What the task requires: Pull out of the data below the stretch of lines bounded by the one containing "gray baseball jersey." and the one containing "gray baseball pants.", both bounds included, unchanged.

■ ■ ■ ■ ■ ■ ■

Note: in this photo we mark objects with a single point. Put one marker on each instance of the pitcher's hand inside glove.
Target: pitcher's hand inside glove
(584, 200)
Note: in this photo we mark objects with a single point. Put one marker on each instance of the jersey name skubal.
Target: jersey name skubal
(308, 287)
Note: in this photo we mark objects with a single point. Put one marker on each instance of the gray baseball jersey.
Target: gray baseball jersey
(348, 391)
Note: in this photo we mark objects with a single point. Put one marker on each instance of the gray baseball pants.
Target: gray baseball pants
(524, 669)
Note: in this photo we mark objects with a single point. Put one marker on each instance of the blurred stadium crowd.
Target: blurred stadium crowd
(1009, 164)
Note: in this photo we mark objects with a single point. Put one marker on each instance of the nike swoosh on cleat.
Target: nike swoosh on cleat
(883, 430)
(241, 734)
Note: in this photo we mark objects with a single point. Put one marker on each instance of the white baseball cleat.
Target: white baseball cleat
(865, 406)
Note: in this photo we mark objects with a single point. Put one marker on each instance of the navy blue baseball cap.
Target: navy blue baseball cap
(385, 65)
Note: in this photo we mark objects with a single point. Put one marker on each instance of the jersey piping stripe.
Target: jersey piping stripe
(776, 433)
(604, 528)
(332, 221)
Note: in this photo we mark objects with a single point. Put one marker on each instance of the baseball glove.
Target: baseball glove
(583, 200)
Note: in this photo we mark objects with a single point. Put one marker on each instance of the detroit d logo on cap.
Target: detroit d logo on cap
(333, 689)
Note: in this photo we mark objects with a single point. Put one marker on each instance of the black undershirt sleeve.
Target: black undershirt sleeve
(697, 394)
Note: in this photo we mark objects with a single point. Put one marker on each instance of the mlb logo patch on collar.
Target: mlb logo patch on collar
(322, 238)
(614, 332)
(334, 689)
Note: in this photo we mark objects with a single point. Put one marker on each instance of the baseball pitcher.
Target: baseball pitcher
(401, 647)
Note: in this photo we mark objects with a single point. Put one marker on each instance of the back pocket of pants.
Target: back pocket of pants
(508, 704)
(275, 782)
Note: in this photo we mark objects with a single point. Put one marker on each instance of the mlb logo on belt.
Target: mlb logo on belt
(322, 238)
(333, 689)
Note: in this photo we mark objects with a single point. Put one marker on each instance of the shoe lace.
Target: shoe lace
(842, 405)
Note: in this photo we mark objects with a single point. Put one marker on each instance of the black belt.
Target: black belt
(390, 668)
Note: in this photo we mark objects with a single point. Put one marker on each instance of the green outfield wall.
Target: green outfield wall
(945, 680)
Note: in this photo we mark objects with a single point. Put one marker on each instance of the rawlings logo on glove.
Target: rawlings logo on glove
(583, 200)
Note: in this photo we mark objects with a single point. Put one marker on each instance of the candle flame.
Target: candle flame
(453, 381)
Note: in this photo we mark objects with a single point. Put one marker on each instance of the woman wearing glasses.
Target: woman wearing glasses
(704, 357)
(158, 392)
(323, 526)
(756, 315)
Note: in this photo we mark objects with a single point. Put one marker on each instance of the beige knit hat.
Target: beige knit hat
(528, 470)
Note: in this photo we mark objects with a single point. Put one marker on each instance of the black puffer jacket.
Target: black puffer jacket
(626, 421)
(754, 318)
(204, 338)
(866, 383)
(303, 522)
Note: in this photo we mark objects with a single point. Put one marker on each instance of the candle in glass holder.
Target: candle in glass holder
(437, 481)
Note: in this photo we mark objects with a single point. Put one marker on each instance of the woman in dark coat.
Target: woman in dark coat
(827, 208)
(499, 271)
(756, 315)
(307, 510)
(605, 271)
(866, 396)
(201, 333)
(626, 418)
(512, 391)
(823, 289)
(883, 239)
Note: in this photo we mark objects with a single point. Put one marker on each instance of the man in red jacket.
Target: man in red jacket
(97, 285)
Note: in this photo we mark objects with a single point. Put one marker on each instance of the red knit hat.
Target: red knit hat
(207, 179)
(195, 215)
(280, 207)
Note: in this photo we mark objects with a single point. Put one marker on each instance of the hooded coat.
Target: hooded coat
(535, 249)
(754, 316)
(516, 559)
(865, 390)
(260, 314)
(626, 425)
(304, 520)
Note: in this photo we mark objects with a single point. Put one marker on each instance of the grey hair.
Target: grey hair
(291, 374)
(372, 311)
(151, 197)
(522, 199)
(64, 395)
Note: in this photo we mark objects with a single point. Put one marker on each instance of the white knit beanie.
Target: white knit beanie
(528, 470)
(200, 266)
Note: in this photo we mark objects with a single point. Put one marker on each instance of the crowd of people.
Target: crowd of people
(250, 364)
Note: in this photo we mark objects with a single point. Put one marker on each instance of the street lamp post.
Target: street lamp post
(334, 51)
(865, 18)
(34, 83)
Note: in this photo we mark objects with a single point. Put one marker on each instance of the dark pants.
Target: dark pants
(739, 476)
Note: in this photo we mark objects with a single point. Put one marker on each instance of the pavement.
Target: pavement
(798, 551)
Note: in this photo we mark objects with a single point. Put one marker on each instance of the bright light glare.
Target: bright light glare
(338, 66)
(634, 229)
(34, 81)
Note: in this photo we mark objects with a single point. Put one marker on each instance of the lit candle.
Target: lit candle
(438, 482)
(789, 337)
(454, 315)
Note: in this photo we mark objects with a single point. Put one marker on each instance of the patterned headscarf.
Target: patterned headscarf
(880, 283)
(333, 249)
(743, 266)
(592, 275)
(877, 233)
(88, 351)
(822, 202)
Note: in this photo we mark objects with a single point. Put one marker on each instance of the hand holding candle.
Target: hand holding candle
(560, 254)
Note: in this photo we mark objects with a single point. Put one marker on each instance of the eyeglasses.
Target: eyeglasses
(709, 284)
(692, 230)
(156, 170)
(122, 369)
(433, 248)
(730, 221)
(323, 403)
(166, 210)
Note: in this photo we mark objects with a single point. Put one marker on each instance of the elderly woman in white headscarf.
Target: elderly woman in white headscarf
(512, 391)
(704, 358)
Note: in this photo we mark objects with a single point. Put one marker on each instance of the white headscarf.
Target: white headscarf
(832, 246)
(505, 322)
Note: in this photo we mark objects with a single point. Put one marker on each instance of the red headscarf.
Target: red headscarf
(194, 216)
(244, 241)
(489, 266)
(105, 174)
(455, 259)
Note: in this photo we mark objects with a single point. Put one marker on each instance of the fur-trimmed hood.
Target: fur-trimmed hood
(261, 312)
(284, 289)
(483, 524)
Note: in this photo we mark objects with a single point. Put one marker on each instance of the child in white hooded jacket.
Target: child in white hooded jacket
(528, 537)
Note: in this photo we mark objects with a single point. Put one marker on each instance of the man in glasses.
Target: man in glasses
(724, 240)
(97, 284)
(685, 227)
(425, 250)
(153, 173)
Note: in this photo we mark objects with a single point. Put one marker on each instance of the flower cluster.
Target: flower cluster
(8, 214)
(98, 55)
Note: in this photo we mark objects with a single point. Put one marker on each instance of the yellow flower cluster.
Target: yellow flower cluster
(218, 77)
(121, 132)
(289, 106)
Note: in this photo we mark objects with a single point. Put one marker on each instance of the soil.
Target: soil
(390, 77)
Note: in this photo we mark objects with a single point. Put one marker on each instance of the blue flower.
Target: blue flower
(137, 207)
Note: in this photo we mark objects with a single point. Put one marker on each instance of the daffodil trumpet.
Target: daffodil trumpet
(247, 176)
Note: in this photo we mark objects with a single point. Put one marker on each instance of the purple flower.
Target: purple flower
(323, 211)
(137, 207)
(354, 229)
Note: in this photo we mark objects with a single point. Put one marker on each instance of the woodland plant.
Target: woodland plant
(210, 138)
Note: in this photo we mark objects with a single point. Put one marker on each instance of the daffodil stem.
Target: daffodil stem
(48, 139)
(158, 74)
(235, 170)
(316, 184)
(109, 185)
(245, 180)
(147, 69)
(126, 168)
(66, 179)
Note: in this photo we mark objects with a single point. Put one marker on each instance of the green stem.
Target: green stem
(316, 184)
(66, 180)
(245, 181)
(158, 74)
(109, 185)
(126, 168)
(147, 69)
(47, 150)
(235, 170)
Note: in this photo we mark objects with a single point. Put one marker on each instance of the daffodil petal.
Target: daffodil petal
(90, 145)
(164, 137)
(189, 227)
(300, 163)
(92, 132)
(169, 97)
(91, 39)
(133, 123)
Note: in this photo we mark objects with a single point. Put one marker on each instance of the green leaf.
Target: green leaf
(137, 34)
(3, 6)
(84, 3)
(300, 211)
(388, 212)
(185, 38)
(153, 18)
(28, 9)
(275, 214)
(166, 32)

■ ■ ■ ■ ■ ■ ■

Output of the exercise:
Note: in this photo we mark objects with a single point. Put one marker on each instance of the gray baseball jersey.
Target: gray baseball jersey
(348, 391)
Note: in this photo we mark objects with a single point. Put one marker on each instance of the gray baseball pants.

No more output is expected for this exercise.